## Your task
Display each row below that contains the word "white", copying every such row in full.

## Records supplied
═══

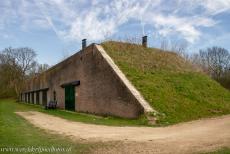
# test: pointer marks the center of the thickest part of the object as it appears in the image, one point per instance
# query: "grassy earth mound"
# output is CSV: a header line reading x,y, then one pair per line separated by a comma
x,y
174,87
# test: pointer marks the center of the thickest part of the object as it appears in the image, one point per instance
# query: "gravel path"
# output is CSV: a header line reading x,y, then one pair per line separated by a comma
x,y
196,136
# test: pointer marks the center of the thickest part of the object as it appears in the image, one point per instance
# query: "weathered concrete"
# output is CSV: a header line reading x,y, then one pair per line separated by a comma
x,y
103,88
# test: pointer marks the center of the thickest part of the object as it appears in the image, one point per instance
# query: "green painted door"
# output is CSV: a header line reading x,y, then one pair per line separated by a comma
x,y
70,97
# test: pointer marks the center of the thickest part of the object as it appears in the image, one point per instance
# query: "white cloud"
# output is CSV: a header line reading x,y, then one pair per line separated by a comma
x,y
96,19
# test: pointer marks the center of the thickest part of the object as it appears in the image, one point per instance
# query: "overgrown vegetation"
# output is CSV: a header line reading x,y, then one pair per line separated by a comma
x,y
15,132
17,65
173,86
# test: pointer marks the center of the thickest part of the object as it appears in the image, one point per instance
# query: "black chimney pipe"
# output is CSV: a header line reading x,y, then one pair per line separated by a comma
x,y
144,41
83,43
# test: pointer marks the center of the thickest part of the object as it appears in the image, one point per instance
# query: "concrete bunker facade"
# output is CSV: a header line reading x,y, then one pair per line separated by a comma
x,y
90,82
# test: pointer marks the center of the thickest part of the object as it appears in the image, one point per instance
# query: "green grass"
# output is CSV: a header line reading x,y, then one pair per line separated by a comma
x,y
175,88
86,118
15,132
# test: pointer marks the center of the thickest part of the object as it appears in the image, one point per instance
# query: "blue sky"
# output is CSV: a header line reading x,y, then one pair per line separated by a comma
x,y
55,28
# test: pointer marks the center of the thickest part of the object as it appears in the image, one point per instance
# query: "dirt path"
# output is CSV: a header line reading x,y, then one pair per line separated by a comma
x,y
196,136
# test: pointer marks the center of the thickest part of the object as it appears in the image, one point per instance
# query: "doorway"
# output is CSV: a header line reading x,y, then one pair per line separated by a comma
x,y
44,97
70,97
37,97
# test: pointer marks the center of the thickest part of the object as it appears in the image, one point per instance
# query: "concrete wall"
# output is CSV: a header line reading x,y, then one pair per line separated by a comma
x,y
101,91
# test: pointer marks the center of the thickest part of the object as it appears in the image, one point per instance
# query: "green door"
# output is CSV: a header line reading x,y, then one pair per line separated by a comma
x,y
70,97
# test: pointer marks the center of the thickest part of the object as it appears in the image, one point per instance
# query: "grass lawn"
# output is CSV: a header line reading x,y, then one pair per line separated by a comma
x,y
82,117
175,88
221,151
15,132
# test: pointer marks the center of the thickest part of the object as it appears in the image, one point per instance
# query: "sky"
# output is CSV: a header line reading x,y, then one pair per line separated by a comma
x,y
55,28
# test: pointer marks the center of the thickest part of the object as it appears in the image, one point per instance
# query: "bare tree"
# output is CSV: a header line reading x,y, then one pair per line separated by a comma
x,y
216,60
15,66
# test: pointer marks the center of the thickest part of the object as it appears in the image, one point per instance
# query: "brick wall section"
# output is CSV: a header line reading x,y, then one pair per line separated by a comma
x,y
101,91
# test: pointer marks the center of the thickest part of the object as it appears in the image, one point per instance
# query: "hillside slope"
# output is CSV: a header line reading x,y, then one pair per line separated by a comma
x,y
172,86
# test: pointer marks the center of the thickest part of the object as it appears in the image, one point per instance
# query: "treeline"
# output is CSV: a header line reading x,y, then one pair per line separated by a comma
x,y
17,65
215,61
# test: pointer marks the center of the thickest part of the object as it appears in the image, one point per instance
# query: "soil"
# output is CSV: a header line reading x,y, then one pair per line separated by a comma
x,y
190,137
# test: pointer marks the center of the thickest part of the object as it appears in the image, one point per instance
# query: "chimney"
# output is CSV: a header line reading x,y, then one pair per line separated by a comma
x,y
144,41
83,43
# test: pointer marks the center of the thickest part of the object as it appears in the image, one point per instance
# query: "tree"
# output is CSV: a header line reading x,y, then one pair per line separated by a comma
x,y
16,64
216,60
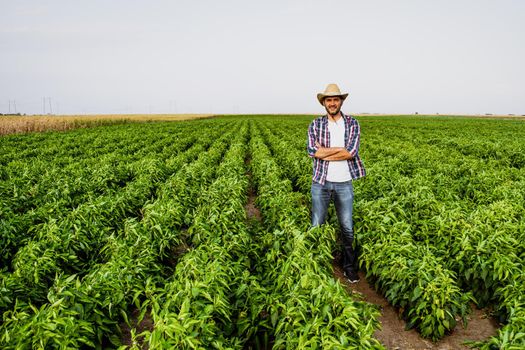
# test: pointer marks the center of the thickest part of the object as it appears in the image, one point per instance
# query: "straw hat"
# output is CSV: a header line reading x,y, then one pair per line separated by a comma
x,y
331,90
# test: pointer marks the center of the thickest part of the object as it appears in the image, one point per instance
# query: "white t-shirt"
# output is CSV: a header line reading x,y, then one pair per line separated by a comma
x,y
338,170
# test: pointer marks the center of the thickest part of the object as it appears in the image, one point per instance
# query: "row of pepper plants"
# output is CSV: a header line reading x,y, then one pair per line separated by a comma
x,y
308,308
84,309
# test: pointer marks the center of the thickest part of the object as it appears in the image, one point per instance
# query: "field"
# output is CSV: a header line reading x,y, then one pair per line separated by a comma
x,y
195,234
11,124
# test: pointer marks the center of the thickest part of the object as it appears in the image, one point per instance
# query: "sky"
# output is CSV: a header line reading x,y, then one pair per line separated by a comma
x,y
258,57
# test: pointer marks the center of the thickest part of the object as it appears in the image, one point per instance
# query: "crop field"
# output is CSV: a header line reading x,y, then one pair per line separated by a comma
x,y
137,235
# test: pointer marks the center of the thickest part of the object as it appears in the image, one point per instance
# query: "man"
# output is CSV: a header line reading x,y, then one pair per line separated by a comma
x,y
333,143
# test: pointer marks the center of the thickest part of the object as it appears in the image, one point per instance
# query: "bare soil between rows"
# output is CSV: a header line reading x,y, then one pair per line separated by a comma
x,y
393,334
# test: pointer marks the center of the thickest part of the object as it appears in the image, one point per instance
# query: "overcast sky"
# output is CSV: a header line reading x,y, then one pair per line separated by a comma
x,y
234,56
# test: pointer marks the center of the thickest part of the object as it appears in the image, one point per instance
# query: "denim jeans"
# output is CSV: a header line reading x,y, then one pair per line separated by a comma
x,y
343,196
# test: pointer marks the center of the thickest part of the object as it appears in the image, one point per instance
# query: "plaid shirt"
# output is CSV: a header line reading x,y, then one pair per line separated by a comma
x,y
318,131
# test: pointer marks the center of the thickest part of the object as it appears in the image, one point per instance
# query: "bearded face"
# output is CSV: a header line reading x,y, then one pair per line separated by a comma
x,y
333,105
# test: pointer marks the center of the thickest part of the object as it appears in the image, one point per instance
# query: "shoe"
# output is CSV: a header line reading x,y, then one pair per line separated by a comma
x,y
352,276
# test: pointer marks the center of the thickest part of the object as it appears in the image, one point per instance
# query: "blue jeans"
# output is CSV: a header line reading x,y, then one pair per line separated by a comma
x,y
343,195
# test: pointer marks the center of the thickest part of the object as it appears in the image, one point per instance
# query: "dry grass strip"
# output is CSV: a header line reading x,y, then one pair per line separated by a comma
x,y
38,123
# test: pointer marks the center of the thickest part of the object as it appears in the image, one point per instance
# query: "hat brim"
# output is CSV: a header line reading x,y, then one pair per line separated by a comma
x,y
321,97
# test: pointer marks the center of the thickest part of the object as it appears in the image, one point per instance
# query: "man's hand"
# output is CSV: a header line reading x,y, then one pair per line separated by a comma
x,y
331,153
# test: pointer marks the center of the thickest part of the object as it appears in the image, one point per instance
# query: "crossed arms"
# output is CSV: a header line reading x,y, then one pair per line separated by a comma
x,y
331,153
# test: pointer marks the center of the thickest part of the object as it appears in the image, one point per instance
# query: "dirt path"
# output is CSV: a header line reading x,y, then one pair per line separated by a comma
x,y
393,334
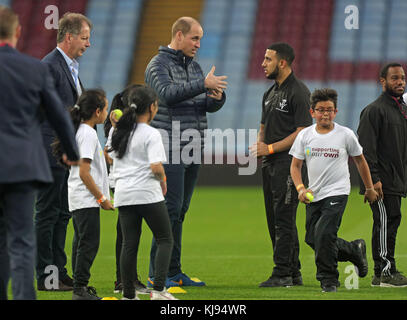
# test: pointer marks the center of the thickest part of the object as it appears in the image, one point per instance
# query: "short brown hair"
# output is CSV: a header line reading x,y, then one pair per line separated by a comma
x,y
325,94
8,22
71,23
183,24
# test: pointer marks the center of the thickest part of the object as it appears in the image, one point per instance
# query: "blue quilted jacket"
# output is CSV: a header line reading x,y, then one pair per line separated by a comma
x,y
179,83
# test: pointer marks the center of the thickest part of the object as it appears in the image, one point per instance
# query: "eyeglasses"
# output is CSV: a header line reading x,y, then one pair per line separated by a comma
x,y
322,111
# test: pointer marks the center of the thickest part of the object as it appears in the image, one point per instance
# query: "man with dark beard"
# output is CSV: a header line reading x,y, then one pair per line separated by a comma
x,y
285,112
382,133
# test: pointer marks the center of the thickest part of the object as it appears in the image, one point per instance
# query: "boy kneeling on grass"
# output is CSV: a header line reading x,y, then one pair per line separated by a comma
x,y
325,147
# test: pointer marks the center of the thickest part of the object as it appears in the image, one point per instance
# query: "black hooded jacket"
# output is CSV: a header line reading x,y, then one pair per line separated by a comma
x,y
383,135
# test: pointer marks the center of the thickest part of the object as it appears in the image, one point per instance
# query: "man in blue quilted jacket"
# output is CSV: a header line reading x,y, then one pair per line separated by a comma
x,y
185,96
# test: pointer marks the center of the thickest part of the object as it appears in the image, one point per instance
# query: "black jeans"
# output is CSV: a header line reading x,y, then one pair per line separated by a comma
x,y
156,216
281,201
85,245
51,222
17,240
322,224
386,221
181,181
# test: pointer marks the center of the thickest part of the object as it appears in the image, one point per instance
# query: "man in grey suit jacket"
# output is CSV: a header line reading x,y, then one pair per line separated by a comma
x,y
27,95
52,214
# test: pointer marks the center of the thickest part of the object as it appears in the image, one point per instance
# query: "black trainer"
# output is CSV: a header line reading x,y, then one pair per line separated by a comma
x,y
329,288
85,293
297,280
118,287
275,281
361,260
141,287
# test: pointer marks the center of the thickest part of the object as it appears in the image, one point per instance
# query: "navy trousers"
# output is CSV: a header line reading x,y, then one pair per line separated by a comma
x,y
51,222
17,240
181,181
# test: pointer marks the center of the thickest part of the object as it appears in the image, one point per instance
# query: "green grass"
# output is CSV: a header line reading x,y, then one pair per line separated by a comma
x,y
226,244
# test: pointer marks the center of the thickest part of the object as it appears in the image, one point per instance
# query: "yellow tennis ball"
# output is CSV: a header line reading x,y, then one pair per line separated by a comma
x,y
309,196
117,113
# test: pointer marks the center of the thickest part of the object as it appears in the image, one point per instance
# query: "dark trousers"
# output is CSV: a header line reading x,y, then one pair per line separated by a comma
x,y
181,181
17,240
281,201
156,216
322,224
51,222
386,220
119,243
85,245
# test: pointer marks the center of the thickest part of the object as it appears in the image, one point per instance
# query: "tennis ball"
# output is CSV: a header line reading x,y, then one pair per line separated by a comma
x,y
309,196
117,113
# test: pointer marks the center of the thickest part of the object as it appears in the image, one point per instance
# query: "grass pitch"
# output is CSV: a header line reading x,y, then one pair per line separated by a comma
x,y
226,244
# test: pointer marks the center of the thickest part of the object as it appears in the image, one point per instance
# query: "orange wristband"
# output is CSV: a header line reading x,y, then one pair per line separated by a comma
x,y
300,186
102,199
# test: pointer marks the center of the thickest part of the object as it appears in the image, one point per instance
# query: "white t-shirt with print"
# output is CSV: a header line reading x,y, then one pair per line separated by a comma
x,y
79,197
108,145
135,182
326,156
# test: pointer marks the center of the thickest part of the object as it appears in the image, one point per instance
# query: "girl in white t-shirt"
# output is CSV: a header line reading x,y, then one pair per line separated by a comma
x,y
140,186
88,189
326,147
119,102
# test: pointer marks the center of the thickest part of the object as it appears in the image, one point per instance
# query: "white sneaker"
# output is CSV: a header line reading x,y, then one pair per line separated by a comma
x,y
135,298
161,295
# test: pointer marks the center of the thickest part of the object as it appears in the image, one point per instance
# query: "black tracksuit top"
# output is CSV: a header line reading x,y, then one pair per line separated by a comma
x,y
383,135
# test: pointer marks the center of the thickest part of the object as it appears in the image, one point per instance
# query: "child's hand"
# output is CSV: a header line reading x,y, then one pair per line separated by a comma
x,y
302,195
107,205
163,187
371,196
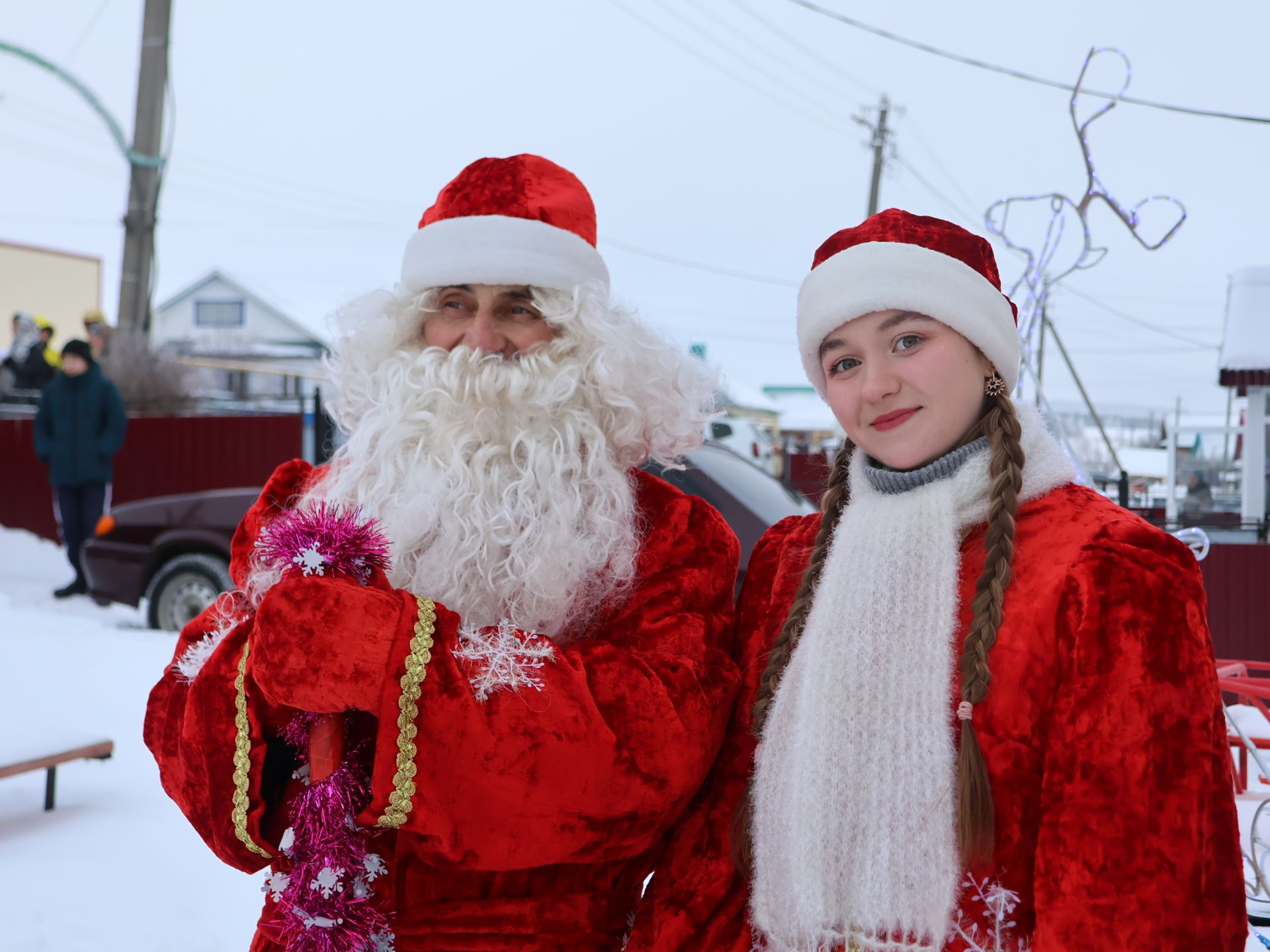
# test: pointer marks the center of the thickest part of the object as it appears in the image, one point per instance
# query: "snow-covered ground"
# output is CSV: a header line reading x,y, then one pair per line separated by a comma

═══

## Reply to the exercise
# query: "white cloud"
# query: "white t-shirt"
# query: "white t-shirt with print"
# query: "girl in white t-shirt"
# query: "white sneaker"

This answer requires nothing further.